Passage provided =
::::::
We determined murine phenotypes using clinical data prior to physiologic deterioration with latent class mixture models. We used three class-defining variables: (1) hourly measurements of heart rate (beats per minute), (2) hourly measurement of temperature (degrees Celsius), and (3) the total time (min) from CLP to acute physiologic deterioration. Latent class mixture models address issues that arise when longitudinal data is too complex for a linear mixed model framework. These models extend linear mixed models in two key ways: (i) several longitudinal outcomes may be collected and (ii) non-observed heterogeneity may exist in the population. We used a linear transformation to link the latent process to the scale of the observed longitudinal variables. We optimized the number of classes using three criteria: (i) Bayesian Information Criterion (BIC), (ii) clinical significance, and (iii) class size. We prioritized the lowest BIC, followed by clinical significance and adequate class size.

We compared clinical and biomarker characteristics between phenotypes using ANOVA, specifically to test for a difference in mean heart rate and temperature at 5 and 7 h after CLP and inflammatory cytokines at 24 h. We compared the time to death and time to deterioration from CLP (in min). The Bonferroni correction was used to adjust for multiple comparisons.
::::::
Recorded data =
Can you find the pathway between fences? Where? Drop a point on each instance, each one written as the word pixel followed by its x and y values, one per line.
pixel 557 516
::::::
What the exercise asks =
Reproduce the methods passage on murine phenotypes word for word, from its first sentence to its last.

Result =
We determined murine phenotypes using clinical data prior to physiologic deterioration with latent class mixture models. We used three class-defining variables: (1) hourly measurements of heart rate (beats per minute), (2) hourly measurement of temperature (degrees Celsius), and (3) the total time (min) from CLP to acute physiologic deterioration. Latent class mixture models address issues that arise when longitudinal data is too complex for a linear mixed model framework. These models extend linear mixed models in two key ways: (i) several longitudinal outcomes may be collected and (ii) non-observed heterogeneity may exist in the population. We used a linear transformation to link the latent process to the scale of the observed longitudinal variables. We optimized the number of classes using three criteria: (i) Bayesian Information Criterion (BIC), (ii) clinical significance, and (iii) class size. We prioritized the lowest BIC, followed by clinical significance and adequate class size.

We compared clinical and biomarker characteristics between phenotypes using ANOVA, specifically to test for a difference in mean heart rate and temperature at 5 and 7 h after CLP and inflammatory cytokines at 24 h. We compared the time to death and time to deterioration from CLP (in min). The Bonferroni correction was used to adjust for multiple comparisons.